What this task involves – Transcribe the listing below exactly, without pictures.

Input for this task –
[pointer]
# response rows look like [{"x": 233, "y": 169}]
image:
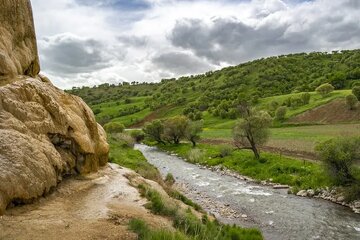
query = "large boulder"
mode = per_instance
[
  {"x": 18, "y": 50},
  {"x": 45, "y": 133}
]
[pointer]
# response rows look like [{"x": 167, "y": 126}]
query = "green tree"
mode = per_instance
[
  {"x": 175, "y": 128},
  {"x": 356, "y": 92},
  {"x": 252, "y": 130},
  {"x": 351, "y": 101},
  {"x": 281, "y": 113},
  {"x": 325, "y": 89},
  {"x": 194, "y": 128},
  {"x": 154, "y": 131},
  {"x": 339, "y": 156},
  {"x": 114, "y": 127}
]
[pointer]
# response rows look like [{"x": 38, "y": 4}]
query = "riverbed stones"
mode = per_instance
[{"x": 302, "y": 193}]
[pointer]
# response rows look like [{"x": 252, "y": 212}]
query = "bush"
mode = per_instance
[
  {"x": 97, "y": 111},
  {"x": 339, "y": 156},
  {"x": 356, "y": 92},
  {"x": 305, "y": 97},
  {"x": 325, "y": 89},
  {"x": 169, "y": 179},
  {"x": 114, "y": 127},
  {"x": 281, "y": 113},
  {"x": 351, "y": 101},
  {"x": 225, "y": 150},
  {"x": 195, "y": 155},
  {"x": 137, "y": 135},
  {"x": 124, "y": 139}
]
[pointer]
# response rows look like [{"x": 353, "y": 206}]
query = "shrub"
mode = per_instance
[
  {"x": 351, "y": 101},
  {"x": 114, "y": 127},
  {"x": 124, "y": 139},
  {"x": 97, "y": 111},
  {"x": 305, "y": 97},
  {"x": 195, "y": 155},
  {"x": 281, "y": 113},
  {"x": 325, "y": 89},
  {"x": 356, "y": 92},
  {"x": 339, "y": 156},
  {"x": 154, "y": 131},
  {"x": 225, "y": 150},
  {"x": 169, "y": 179},
  {"x": 137, "y": 135}
]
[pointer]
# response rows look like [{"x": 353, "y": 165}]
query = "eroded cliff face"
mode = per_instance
[{"x": 45, "y": 133}]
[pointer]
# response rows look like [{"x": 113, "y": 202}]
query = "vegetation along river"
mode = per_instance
[{"x": 278, "y": 214}]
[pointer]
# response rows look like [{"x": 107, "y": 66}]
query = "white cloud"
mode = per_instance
[{"x": 146, "y": 40}]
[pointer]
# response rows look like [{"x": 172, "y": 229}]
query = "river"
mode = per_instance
[{"x": 278, "y": 214}]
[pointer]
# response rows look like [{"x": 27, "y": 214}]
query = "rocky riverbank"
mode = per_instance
[{"x": 329, "y": 194}]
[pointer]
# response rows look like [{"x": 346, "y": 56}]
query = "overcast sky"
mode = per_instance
[{"x": 89, "y": 42}]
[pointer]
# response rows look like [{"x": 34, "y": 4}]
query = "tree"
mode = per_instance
[
  {"x": 154, "y": 131},
  {"x": 252, "y": 130},
  {"x": 356, "y": 92},
  {"x": 339, "y": 156},
  {"x": 305, "y": 97},
  {"x": 325, "y": 89},
  {"x": 280, "y": 113},
  {"x": 114, "y": 127},
  {"x": 351, "y": 101},
  {"x": 194, "y": 128},
  {"x": 175, "y": 128}
]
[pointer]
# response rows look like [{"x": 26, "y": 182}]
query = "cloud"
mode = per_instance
[
  {"x": 66, "y": 54},
  {"x": 87, "y": 42},
  {"x": 231, "y": 40}
]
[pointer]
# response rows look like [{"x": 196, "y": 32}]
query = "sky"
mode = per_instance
[{"x": 90, "y": 42}]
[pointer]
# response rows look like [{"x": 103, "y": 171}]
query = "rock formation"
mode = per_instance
[{"x": 45, "y": 133}]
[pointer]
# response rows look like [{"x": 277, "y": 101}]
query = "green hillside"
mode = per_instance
[{"x": 214, "y": 96}]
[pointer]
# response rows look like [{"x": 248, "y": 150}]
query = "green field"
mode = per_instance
[{"x": 300, "y": 138}]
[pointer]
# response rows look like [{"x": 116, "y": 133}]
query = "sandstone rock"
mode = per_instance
[
  {"x": 302, "y": 193},
  {"x": 45, "y": 133},
  {"x": 18, "y": 50}
]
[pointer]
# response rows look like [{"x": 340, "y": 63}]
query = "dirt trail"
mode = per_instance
[{"x": 98, "y": 206}]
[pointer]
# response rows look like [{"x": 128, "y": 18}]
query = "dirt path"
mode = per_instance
[{"x": 96, "y": 207}]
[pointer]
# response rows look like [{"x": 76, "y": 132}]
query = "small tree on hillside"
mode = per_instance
[
  {"x": 175, "y": 128},
  {"x": 339, "y": 156},
  {"x": 194, "y": 128},
  {"x": 114, "y": 127},
  {"x": 305, "y": 97},
  {"x": 154, "y": 130},
  {"x": 325, "y": 89},
  {"x": 281, "y": 113},
  {"x": 252, "y": 130},
  {"x": 356, "y": 92},
  {"x": 351, "y": 101}
]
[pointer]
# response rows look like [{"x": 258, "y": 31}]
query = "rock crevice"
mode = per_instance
[{"x": 45, "y": 133}]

Exercise response –
[pointer]
# response rows look like [{"x": 233, "y": 169}]
image:
query = "large boulder"
mode = per_instance
[
  {"x": 18, "y": 50},
  {"x": 45, "y": 133}
]
[pointer]
# response rows look like [{"x": 167, "y": 126}]
query = "green tree"
mode = per_instance
[
  {"x": 175, "y": 128},
  {"x": 356, "y": 92},
  {"x": 252, "y": 130},
  {"x": 351, "y": 101},
  {"x": 281, "y": 113},
  {"x": 325, "y": 89},
  {"x": 194, "y": 128},
  {"x": 154, "y": 131},
  {"x": 339, "y": 156},
  {"x": 114, "y": 127}
]
[pointer]
# response rows look like [{"x": 38, "y": 4}]
query = "riverbed stones"
mode = per_instance
[{"x": 302, "y": 193}]
[pointer]
# response rows look like [{"x": 252, "y": 212}]
query = "bush"
mode = per_instance
[
  {"x": 97, "y": 111},
  {"x": 339, "y": 156},
  {"x": 356, "y": 92},
  {"x": 305, "y": 97},
  {"x": 325, "y": 89},
  {"x": 169, "y": 179},
  {"x": 114, "y": 127},
  {"x": 281, "y": 113},
  {"x": 351, "y": 101},
  {"x": 225, "y": 150},
  {"x": 195, "y": 155},
  {"x": 137, "y": 135},
  {"x": 124, "y": 139}
]
[pointer]
# response rows look like [{"x": 353, "y": 206}]
query = "shrub"
mode = per_instance
[
  {"x": 351, "y": 101},
  {"x": 114, "y": 127},
  {"x": 124, "y": 139},
  {"x": 97, "y": 111},
  {"x": 305, "y": 97},
  {"x": 195, "y": 155},
  {"x": 281, "y": 113},
  {"x": 325, "y": 89},
  {"x": 356, "y": 92},
  {"x": 339, "y": 156},
  {"x": 154, "y": 131},
  {"x": 225, "y": 150},
  {"x": 169, "y": 179},
  {"x": 137, "y": 135}
]
[pointer]
# response rows look like [{"x": 353, "y": 165}]
query = "eroded cliff face"
mode = per_instance
[{"x": 45, "y": 133}]
[pointer]
# response rows look like [{"x": 113, "y": 202}]
query = "vegetation along river"
mode = per_instance
[{"x": 278, "y": 214}]
[pointer]
# response rows look like [{"x": 107, "y": 66}]
query = "white cloud"
mode = per_instance
[{"x": 146, "y": 40}]
[pointer]
# response rows look like [{"x": 172, "y": 229}]
query = "river"
mode = per_instance
[{"x": 278, "y": 214}]
[pointer]
# response rows look like [{"x": 27, "y": 214}]
query = "rocky riverbank"
mode = per_instance
[{"x": 329, "y": 194}]
[pointer]
# response rows look like [{"x": 346, "y": 56}]
query = "overcast sky"
mode = per_instance
[{"x": 89, "y": 42}]
[pointer]
# response rows look like [{"x": 34, "y": 4}]
query = "tree"
mode = per_instance
[
  {"x": 154, "y": 131},
  {"x": 252, "y": 130},
  {"x": 356, "y": 92},
  {"x": 339, "y": 156},
  {"x": 305, "y": 97},
  {"x": 325, "y": 89},
  {"x": 280, "y": 113},
  {"x": 114, "y": 127},
  {"x": 351, "y": 101},
  {"x": 194, "y": 128},
  {"x": 175, "y": 128}
]
[pointer]
# response rows look like [{"x": 26, "y": 182}]
query = "cloud"
mode = per_instance
[
  {"x": 66, "y": 54},
  {"x": 87, "y": 42},
  {"x": 231, "y": 40}
]
[pointer]
# response rows look like [{"x": 196, "y": 32}]
query = "sky"
mode = per_instance
[{"x": 90, "y": 42}]
[pointer]
# response rows look like [{"x": 103, "y": 171}]
query = "rock formation"
mode = per_instance
[{"x": 45, "y": 133}]
[pointer]
# response rows look like [{"x": 277, "y": 101}]
query = "green hillside"
mode = per_instance
[{"x": 214, "y": 96}]
[pointer]
# response rows look like [{"x": 248, "y": 150}]
query = "green field"
mode = per_instance
[{"x": 300, "y": 138}]
[pointer]
# response rows look like [{"x": 116, "y": 133}]
query = "sandstone rock"
mode = per_instance
[
  {"x": 302, "y": 193},
  {"x": 45, "y": 133},
  {"x": 18, "y": 50}
]
[pointer]
# response rows look like [{"x": 340, "y": 63}]
query = "dirt trail"
mode = per_instance
[{"x": 98, "y": 206}]
[pointer]
# response rows look like [{"x": 128, "y": 18}]
query = "dirt path"
mode = per_instance
[{"x": 96, "y": 207}]
[pointer]
# response rows look like [{"x": 76, "y": 132}]
query = "small tree on hillside"
mode = per_instance
[
  {"x": 175, "y": 128},
  {"x": 339, "y": 156},
  {"x": 194, "y": 128},
  {"x": 114, "y": 127},
  {"x": 305, "y": 97},
  {"x": 154, "y": 130},
  {"x": 325, "y": 89},
  {"x": 281, "y": 113},
  {"x": 252, "y": 130},
  {"x": 356, "y": 92},
  {"x": 351, "y": 101}
]
[pointer]
# response rows look like [{"x": 258, "y": 31}]
query = "rock crevice"
mode = per_instance
[{"x": 45, "y": 133}]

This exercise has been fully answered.